- **Problem requirements**
The lines needed are those below that contain the word "skin"; copy each one.

- **Input records**
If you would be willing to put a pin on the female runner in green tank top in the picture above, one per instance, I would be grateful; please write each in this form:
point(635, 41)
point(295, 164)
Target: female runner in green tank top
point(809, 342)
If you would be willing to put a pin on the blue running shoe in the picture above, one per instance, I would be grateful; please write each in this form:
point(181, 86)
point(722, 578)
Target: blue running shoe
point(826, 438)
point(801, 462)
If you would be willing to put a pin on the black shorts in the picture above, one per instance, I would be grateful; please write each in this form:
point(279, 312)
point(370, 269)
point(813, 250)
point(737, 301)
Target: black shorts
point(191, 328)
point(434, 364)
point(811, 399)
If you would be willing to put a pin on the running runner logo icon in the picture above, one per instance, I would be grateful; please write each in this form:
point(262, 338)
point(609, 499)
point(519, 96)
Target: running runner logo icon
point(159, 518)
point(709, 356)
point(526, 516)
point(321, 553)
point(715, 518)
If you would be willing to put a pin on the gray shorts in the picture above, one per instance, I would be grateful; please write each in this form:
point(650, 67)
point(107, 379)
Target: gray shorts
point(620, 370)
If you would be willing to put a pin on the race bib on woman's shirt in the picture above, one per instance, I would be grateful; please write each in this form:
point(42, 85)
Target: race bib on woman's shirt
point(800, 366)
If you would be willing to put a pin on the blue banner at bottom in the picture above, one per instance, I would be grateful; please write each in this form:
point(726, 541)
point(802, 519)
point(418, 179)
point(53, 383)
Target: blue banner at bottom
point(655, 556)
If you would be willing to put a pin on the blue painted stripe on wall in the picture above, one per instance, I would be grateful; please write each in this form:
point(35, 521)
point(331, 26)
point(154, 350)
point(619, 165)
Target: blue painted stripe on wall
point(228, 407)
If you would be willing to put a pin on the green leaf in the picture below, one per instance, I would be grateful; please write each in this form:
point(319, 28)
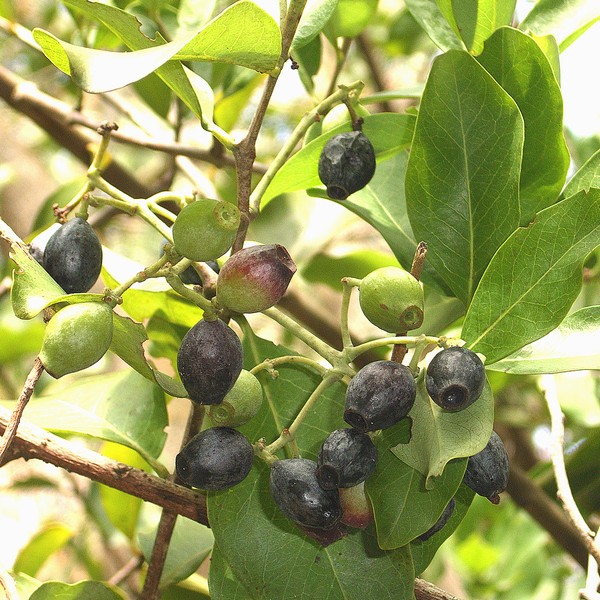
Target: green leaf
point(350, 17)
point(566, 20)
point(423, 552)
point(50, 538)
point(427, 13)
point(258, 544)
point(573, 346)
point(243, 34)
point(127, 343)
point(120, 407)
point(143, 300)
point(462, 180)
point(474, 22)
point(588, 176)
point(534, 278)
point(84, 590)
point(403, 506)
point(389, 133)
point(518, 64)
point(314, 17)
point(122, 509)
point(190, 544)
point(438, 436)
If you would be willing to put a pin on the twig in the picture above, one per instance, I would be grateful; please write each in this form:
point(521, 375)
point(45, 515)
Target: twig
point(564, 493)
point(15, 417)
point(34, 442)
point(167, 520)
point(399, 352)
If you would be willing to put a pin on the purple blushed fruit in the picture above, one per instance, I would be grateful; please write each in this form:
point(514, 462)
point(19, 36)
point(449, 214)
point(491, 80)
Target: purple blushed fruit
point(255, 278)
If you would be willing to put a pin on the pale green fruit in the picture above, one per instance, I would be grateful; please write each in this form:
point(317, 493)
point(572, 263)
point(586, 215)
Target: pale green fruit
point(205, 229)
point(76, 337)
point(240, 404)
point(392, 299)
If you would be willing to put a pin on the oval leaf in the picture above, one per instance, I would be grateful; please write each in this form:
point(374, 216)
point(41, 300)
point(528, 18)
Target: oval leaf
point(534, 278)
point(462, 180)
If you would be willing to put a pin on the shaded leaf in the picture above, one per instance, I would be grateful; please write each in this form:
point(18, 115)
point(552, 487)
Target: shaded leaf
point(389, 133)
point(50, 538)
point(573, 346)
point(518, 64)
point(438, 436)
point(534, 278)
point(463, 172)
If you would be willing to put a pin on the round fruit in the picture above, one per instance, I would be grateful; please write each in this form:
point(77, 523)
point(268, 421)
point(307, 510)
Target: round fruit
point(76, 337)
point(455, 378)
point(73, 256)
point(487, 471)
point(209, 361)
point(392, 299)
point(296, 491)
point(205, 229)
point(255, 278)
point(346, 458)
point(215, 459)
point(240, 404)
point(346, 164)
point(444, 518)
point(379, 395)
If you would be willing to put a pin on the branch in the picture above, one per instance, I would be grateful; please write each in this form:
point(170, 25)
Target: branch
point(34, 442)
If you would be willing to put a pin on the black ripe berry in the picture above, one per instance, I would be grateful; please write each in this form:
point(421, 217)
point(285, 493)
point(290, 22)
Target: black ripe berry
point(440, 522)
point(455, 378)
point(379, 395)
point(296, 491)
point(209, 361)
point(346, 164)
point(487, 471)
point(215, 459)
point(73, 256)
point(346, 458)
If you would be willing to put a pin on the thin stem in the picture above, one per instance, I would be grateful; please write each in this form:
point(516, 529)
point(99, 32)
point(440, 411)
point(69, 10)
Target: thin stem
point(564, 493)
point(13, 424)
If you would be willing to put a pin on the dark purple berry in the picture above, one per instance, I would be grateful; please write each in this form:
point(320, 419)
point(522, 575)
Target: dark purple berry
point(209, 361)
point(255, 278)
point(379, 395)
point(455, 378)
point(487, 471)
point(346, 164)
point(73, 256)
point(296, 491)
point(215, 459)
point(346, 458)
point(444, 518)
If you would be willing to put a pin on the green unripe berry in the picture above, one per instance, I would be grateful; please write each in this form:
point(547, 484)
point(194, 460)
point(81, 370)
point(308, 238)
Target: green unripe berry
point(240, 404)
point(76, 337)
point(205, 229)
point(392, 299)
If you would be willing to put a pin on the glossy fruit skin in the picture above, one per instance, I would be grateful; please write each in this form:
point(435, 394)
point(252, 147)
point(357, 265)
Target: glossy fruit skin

- **Exercise result**
If you would be willing to put a pin on the glossy fruit skin in the picture above, one per instance, I would be grateful; please write each in this form:
Target: glossy fruit skin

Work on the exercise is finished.